Your objective:
Extend the piece on property rights and emergency access in outer space, picking up right after its last sentence.

Source extract:
A Stitch in Time Saves Nine - Property Rights and Emergency Access in Outer Space

January 2021

Jane Andrews, Research Assistant - Jus Ad Astra

The formation of a human right to emergency access (REA) will support human spaceflight activities, advance legal and ethical discourse within the intersection of international human rights law (IHRL) and international space law (ISL), and safeguard human health and well-being across the stars.

Where science fiction has long hinted at the future of human activities in outer space, ongoing technological developments over the past decade under Space 2.0 will soon turn this into a reality. Presently, a long-term space settlement on the Moon, Mars, or other celestial body poses significant economic and scientific challenges. The difficulty and costs of sending materials beyond the earth’s atmosphere has been a persistent challenge, while scientists are yet to fully comprehend the effects of extended habitation in space upon the human condition.

As established within the International Space Station (ISS), clear support and cooperation between space faring nations and non-governmental organisations is vital in realising the potential for a human settlement in space and upon other celestial bodies. However, the current international law framework is ill-equipped to deal with issues related to space governance - most notably the issue of property rights in outer space in relation to individual human health, well-being, and safety. Continuing ambiguity herein will facilitate substantial issues in times of emergency or distress. REA as conceptualized within the outer space context comprises several elements:
    
      1) A general duty to render assistance to human spaceflight participants in distress; 

      2) The right to emergency assistance from authorities under law, obligating provision of elements essential for continuing survival; and

      3) Permitting persons in distress to trespass upon vacant property (habitats), qualified only where such an act would not endanger its owners.

The obligation to render assistance is established within both international customary law and international space law (ISL). Accordingly, the formation of REA represents a necessary evolution of this obligation from a human right’s based perspective, as attuned to the unique challenges of human survival in space. The international community must endeavour to prevent the further loss of human life in situations where a space installation is rendered uninhabitable - by clarifying the duties and obligations of governments and other stakeholders in respect to the right to adequate housing (RAH), and the right to life (RTL).

Supplied entries:
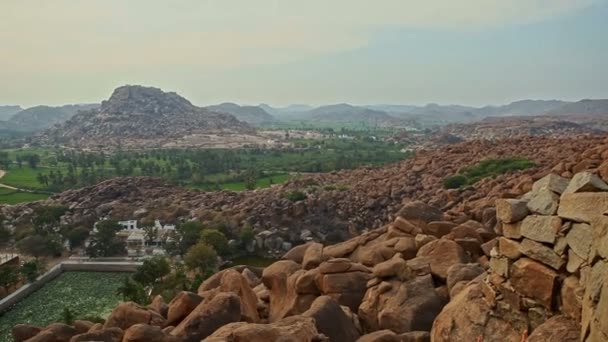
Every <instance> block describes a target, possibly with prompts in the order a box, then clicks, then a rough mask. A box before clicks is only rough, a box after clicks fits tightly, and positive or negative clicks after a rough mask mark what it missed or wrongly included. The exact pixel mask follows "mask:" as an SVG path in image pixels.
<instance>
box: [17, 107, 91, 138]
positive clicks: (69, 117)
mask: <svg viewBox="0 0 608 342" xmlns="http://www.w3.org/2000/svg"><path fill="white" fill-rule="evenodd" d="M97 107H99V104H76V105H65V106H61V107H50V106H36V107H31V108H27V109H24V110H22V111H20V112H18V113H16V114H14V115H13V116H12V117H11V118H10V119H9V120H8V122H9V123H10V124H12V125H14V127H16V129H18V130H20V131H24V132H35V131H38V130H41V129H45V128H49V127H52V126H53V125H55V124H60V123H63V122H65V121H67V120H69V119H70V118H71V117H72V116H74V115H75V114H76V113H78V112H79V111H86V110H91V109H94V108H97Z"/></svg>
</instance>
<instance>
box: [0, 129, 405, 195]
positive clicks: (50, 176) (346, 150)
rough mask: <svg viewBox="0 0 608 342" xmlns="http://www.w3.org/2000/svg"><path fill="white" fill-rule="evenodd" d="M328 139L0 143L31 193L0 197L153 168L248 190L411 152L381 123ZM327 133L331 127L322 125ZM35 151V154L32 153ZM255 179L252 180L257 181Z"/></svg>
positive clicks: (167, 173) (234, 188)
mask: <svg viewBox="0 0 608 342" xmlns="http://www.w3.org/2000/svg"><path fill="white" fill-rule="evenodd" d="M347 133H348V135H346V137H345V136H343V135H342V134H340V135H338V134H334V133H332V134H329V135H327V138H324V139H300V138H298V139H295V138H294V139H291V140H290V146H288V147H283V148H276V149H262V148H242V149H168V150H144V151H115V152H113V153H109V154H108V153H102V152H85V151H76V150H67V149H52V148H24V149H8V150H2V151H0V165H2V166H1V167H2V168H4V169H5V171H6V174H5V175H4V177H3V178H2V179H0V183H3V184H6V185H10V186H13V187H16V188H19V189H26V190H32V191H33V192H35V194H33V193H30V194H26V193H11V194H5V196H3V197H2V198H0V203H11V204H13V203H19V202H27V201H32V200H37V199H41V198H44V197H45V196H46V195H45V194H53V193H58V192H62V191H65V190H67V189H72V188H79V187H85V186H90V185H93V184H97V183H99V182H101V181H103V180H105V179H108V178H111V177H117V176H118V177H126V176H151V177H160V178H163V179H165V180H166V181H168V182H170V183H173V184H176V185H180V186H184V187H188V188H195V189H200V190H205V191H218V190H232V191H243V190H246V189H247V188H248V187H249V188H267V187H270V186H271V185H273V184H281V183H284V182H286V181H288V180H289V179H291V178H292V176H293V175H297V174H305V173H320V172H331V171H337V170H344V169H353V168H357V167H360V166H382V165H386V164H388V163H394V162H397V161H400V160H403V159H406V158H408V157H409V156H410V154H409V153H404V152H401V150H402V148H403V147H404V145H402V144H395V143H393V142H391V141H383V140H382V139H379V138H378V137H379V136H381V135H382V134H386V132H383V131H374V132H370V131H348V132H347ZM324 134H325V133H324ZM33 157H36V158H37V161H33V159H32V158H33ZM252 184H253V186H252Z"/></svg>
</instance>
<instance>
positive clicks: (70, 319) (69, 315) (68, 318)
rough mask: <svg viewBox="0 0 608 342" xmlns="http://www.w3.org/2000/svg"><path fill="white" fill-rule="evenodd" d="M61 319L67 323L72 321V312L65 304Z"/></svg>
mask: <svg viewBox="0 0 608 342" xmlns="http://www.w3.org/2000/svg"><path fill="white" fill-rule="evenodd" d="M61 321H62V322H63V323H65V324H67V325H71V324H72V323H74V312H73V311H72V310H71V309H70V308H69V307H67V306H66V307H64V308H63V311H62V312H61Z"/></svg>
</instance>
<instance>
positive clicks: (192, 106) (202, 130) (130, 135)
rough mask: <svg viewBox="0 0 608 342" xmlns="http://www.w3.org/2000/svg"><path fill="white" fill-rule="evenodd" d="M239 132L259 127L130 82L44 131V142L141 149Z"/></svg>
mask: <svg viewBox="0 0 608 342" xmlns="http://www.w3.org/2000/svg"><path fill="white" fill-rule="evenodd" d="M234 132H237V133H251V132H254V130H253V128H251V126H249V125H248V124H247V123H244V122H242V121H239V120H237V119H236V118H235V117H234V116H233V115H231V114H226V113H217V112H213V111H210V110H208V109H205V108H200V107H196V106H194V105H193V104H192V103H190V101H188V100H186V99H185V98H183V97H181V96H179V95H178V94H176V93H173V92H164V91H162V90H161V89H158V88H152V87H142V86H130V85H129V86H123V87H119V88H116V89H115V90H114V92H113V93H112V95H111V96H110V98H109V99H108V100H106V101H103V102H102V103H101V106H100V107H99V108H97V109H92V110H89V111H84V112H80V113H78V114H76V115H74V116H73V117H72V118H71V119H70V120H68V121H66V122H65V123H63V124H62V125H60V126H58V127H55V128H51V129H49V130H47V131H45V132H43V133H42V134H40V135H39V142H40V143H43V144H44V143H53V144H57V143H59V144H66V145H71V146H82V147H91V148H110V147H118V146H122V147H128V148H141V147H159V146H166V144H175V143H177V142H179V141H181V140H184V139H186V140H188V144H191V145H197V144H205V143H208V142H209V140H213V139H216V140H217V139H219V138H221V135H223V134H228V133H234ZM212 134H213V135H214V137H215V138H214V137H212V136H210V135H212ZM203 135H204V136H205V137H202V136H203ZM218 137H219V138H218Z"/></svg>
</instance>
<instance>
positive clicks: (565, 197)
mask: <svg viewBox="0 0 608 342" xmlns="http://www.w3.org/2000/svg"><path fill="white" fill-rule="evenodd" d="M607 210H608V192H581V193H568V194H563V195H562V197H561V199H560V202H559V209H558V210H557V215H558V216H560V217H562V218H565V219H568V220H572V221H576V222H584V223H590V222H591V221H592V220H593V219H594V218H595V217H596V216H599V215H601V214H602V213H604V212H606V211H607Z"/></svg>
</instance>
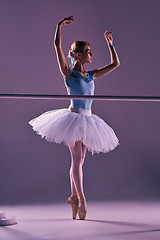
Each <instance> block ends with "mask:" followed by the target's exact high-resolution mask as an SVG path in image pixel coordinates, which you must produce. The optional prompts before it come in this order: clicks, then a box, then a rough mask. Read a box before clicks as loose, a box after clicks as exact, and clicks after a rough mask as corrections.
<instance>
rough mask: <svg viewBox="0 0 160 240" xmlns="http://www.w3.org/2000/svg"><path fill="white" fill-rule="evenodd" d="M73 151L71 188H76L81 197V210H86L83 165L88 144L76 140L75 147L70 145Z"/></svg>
...
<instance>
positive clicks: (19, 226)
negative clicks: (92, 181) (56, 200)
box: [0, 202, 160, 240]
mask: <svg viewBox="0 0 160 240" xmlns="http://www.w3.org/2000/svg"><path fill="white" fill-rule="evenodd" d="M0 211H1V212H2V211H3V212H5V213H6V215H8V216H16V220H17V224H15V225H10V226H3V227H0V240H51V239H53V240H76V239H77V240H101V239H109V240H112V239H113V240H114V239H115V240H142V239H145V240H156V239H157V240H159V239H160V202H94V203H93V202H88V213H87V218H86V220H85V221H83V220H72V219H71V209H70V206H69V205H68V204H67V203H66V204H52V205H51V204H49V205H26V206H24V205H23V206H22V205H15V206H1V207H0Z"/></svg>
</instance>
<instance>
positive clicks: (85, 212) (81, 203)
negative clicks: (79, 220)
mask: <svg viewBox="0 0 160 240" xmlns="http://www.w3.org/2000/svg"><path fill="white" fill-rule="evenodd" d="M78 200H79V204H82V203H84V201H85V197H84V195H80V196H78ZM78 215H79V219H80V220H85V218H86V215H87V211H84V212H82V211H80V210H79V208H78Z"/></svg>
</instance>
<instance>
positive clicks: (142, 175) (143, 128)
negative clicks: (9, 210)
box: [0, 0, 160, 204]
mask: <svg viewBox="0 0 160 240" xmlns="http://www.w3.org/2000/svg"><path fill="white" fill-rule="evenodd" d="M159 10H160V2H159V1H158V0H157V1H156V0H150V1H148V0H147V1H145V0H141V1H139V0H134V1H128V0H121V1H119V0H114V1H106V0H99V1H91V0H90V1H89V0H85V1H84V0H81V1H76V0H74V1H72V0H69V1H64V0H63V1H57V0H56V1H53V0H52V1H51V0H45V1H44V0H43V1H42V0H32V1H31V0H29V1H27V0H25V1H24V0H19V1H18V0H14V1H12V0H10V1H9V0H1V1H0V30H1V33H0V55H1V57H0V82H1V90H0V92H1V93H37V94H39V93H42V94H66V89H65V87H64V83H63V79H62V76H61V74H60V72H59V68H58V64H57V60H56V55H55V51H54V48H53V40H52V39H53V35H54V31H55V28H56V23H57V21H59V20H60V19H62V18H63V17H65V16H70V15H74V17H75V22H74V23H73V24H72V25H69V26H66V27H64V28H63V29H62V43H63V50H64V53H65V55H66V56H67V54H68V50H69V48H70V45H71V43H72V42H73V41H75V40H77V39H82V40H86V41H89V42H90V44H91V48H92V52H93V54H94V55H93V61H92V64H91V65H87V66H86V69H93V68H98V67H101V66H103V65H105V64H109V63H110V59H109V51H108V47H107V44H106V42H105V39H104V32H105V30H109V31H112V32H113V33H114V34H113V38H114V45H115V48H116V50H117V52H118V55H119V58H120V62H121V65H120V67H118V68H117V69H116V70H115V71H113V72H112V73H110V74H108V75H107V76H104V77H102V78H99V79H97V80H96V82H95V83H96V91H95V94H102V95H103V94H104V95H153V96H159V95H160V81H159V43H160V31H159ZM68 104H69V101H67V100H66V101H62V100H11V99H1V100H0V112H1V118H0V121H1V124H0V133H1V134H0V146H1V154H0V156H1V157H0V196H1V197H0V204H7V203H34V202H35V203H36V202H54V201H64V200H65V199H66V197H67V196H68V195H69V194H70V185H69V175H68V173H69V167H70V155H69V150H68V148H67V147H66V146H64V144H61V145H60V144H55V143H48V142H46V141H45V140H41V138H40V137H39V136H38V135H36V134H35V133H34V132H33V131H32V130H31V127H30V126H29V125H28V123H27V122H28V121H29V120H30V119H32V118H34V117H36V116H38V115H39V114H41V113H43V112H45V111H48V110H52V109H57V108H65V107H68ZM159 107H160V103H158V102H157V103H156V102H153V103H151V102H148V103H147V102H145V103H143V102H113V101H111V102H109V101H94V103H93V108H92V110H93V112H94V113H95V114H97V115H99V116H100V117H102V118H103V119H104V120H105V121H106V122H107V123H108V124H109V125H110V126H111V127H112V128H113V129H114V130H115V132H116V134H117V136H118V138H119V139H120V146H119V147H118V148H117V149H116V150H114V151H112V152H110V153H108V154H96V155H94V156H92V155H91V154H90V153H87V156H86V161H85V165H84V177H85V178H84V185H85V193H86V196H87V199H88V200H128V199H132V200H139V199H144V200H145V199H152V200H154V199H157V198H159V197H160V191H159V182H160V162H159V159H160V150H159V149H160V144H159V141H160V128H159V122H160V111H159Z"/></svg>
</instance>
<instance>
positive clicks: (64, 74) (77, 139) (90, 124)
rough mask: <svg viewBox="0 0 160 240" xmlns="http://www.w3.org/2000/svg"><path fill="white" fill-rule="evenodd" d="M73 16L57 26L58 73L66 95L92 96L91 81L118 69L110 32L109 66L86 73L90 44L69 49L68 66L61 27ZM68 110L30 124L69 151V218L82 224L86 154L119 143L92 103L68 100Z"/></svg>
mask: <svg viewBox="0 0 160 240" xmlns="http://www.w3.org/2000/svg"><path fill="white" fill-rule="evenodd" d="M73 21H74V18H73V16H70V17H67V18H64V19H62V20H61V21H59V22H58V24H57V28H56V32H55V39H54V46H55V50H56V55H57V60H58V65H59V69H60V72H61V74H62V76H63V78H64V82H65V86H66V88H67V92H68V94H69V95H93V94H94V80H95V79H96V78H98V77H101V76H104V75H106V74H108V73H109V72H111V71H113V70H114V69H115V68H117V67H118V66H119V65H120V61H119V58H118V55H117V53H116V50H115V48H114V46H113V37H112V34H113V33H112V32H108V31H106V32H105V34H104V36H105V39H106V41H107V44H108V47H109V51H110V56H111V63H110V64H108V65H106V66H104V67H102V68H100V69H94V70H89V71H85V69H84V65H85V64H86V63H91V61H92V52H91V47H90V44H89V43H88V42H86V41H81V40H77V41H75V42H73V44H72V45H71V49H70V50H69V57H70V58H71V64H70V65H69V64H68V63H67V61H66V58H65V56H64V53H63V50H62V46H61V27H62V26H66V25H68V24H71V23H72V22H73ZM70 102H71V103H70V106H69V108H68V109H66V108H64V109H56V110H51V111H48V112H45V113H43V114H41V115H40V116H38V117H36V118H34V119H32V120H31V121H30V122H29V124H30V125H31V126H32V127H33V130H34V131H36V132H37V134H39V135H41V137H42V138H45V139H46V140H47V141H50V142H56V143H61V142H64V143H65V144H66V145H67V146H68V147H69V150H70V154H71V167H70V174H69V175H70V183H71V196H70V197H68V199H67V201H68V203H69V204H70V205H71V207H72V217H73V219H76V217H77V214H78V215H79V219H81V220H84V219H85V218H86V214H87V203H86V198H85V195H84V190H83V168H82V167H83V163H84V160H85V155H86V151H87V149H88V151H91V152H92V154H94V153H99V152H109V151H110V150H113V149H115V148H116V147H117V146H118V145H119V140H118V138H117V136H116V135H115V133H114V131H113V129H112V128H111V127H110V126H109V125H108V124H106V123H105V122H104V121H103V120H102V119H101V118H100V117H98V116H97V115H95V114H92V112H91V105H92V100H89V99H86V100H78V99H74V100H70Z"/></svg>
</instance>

Answer box:
Property in Outer Space


Firstly, it is imperative to comprehend and establish what manner of property rights would apply to early settlers across space and other celestial bodies. The notion of ‘property’ differs in concept across terrestrial settings vis-a-vis the outer space domain.

The prevailing terrestrial common law understanding of property ownership represented through the “bundle of sticks” analogy. In this analogy, certain rights attach to the concept of owning property - including the right of the owner to access the property, enjoy it, and exclude others from accessing it. The right to exclude individuals and entities from accessing or exploiting the land distinguishes a certain individual as the owner. Therefore, even in a situation of distress the owner possesses the right to exclude an individual in need of assistance, circumvented only by the doctrine of necessity or similar defences to trespass.

There exist numerous examples of communities providing access to property in times of distress. In Churchill, Manitoba, Canada, residents leave their car doors unlocked to allow other residents or tourists that come into contact with a polar bear to seek emergency shelter. However, this practice is a matter of generosity and community custom which has yet to be codified into local law. While such precedents allude to the question of emergency access, it remains that an individual landowner retains the broad right to permit or deny access to their property.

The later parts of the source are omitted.